*Records for this exercise*:
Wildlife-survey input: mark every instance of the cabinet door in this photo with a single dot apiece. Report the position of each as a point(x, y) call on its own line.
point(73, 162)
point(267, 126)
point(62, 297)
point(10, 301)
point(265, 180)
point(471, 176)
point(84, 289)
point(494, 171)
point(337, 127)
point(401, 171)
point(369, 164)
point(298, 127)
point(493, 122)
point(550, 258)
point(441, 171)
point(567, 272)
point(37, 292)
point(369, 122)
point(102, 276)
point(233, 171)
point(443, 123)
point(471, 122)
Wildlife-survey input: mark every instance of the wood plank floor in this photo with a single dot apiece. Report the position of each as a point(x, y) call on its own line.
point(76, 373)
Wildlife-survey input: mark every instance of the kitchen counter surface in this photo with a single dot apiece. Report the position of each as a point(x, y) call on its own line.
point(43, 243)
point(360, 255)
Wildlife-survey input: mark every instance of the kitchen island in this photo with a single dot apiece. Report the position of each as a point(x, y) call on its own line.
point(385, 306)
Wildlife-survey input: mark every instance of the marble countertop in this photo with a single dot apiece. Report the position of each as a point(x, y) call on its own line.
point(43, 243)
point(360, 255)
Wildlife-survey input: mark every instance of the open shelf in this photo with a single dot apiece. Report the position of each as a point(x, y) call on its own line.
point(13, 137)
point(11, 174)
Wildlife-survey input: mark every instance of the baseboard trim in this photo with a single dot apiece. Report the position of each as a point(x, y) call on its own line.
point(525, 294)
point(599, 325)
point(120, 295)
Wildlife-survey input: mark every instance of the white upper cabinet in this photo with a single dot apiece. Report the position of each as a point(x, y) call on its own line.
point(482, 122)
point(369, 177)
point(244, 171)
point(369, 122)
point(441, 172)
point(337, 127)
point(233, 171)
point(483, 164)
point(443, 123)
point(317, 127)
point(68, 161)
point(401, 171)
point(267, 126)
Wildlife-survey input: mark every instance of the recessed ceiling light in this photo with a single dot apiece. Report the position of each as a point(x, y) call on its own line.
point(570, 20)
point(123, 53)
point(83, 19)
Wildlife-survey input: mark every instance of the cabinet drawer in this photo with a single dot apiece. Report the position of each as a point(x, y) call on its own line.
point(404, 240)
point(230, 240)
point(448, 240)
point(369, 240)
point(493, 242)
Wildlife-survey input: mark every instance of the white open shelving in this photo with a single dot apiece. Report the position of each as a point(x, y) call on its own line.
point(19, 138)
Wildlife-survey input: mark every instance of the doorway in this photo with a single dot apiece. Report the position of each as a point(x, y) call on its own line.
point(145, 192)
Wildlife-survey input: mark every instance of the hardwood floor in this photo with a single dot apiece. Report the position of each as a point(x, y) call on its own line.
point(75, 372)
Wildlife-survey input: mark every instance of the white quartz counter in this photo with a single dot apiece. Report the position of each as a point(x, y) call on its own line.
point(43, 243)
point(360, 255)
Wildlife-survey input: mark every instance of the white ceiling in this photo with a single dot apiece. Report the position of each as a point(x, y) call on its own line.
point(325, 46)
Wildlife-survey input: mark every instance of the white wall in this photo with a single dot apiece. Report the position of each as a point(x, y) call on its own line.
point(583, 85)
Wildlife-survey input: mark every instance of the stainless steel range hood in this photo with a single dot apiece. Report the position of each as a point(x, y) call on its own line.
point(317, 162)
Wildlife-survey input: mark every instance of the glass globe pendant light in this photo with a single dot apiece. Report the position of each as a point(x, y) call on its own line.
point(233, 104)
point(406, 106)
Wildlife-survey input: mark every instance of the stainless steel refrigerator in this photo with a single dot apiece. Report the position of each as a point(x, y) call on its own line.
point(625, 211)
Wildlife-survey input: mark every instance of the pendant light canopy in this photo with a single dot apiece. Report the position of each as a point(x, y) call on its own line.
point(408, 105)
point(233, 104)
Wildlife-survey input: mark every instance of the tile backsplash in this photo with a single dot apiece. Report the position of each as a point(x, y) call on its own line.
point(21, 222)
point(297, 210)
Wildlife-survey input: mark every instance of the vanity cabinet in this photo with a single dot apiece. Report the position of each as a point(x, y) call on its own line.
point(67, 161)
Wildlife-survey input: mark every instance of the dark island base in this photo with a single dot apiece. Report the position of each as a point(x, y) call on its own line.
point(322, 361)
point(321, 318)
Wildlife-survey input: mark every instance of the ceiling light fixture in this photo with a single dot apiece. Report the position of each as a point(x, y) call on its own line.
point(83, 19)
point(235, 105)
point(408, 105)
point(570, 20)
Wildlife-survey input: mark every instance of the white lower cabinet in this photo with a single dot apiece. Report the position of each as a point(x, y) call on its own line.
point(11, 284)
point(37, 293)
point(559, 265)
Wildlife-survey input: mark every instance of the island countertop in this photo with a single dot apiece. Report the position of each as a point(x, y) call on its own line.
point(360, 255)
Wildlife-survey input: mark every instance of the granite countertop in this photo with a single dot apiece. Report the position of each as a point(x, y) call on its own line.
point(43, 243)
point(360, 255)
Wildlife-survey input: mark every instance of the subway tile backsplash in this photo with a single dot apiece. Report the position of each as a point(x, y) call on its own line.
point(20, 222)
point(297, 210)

*Aim of the exercise*:
Reproduce all of the lines above verbatim, from the first through the last.

*Right answer*:
Wildlife-survey input: mark every instance of the cabinet door in this photo with a single dot apiece. Report the position of each as a point(x, y) call on its own line.
point(73, 162)
point(267, 126)
point(62, 297)
point(10, 301)
point(265, 180)
point(471, 176)
point(84, 289)
point(494, 171)
point(337, 127)
point(401, 171)
point(369, 164)
point(298, 127)
point(493, 122)
point(550, 258)
point(441, 171)
point(567, 272)
point(37, 292)
point(369, 122)
point(102, 276)
point(233, 171)
point(443, 123)
point(471, 122)
Wildlife-survey input: mark every instance of the wood plank floor in this photo with a single dot apiece. Report the position of each as a point(x, y) call on its own line.
point(76, 373)
Wildlife-survey input: mark every instance of the kitchen counter surface in this photo with a single dot apiece. Report the position of each as a point(x, y) call on its own line.
point(43, 243)
point(360, 255)
Wildlife-survey input: mark every instance of the kitchen island in this photo with a single dot apiece. Report the position of each as a point(x, y) call on its own line.
point(385, 306)
Wildlife-survey input: mark every instance of the marble countertop in this photo with a single dot apiece. Report the position of each as a point(x, y) call on its own line.
point(43, 243)
point(360, 255)
Wildlife-survey input: mark every instance of the open shelf in this photo with a single dot apiece. Report the position of each as a point(x, y) call on its own line.
point(13, 137)
point(11, 174)
Wildlife-survey input: mark every instance of the baseboard trim in this photo with a single dot apiece. Report the position of each as a point(x, y) call on its own line.
point(525, 294)
point(599, 325)
point(120, 295)
Wildlife-survey input: mark every instance of the white upper cabinet in this photo with a single dot apiece. Report the position of each as a point(x, y) call on its own line.
point(482, 122)
point(369, 177)
point(244, 171)
point(369, 122)
point(441, 172)
point(337, 127)
point(233, 171)
point(483, 164)
point(443, 123)
point(317, 127)
point(68, 161)
point(401, 171)
point(267, 126)
Wildlife-survey input: mark every instance of the recessed ceiling light in this photo with a single dot apiece. Report the position of each as a point(x, y) call on its own line.
point(570, 20)
point(123, 53)
point(83, 19)
Wildlife-survey input: mark every instance of the cabinet drawer in this photo with a single dot apiece. Report the position of each as a point(x, y) call on its own line.
point(404, 240)
point(230, 240)
point(448, 240)
point(369, 240)
point(493, 242)
Wildlife-survey input: mark every instance of the white open shelving in this photo with a single dot apiece. Report the position of each as a point(x, y) call on its own line.
point(19, 138)
Wildlife-survey input: mark every instance of the doorway in this photo with a single dot apiece. Report the position of each as a point(x, y) call on its own line.
point(145, 192)
Wildlife-survey input: mark every instance of the hardwood floor in this photo with a single dot apiece. Report the position of each as a point(x, y) call on its own line.
point(75, 372)
Wildlife-survey input: mark every instance of the white quartz counter in this photo with a single dot apiece. Report the position of each as a point(x, y) call on its own line.
point(43, 243)
point(360, 255)
Wildlife-survey input: mark every instance of the white ceiling in this photo with a single dot apiece. Report the position of each as a point(x, y) call on its own line.
point(325, 46)
Wildlife-survey input: mark every instance of the white wall in this photo with a single dot apiece. Report the position of each as a point(x, y) call on its own line.
point(583, 85)
Wildlife-survey input: mark every instance of the stainless steel range hood in this photo with a single dot apiece. Report the position of each as a point(x, y) call on its own line.
point(317, 162)
Wildlife-survey input: mark every instance of the glass globe pendant light in this photo with a single dot apiece. Report the position of each as a point(x, y) call on its own line.
point(233, 104)
point(406, 106)
Wildlife-survey input: mark every instance of the stainless steel refrigerator in this photo with a single dot apiece. Report the position of each as a point(x, y) call on its own line.
point(625, 211)
Wildlife-survey input: mark every instance of the pendant light canopy in this photo with a single dot apiece. Report the position of each as a point(x, y) call on its own line.
point(408, 105)
point(233, 104)
Wildlife-survey input: mark every instance of the tile backsplash in this photo with a single dot apiece. Report the position of each as a point(x, y) call on its own line.
point(21, 222)
point(297, 210)
Wildlife-survey input: mark every instance of the vanity cabinet in this photo with a single dot apiece. Report the position of each as a point(x, y) call on its own line.
point(67, 161)
Wildlife-survey input: mark every instance of the dark island base in this photo with a single dot apiece. Report the position of each as a point(x, y) call on its own line.
point(322, 361)
point(321, 318)
Wildlife-survey input: mark every instance of the ceiling light fixture in this photo with a single dot apiece. Report the position of each as a point(x, y) call on its own line.
point(83, 19)
point(235, 105)
point(408, 105)
point(570, 20)
Wildlife-survey input: mark every instance of the white lower cabinet in this photo with a single dot apiece. Report the position of each as a point(x, y) call on its own line.
point(11, 284)
point(37, 293)
point(559, 265)
Wildlife-survey input: mark every instance of the island countertop in this photo with a single dot apiece. Report the position of each as a point(x, y) call on its own line.
point(360, 255)
Wildlife-survey input: mark every instance of the granite countertop in this photo with a single dot apiece. Report the position of each as a point(x, y) call on its own line.
point(43, 243)
point(360, 255)
Wildlife-survey input: mark every instance of the subway tile backsplash in this photo with a single dot apiece. Report the position of each as a point(x, y) call on its own line.
point(20, 222)
point(297, 210)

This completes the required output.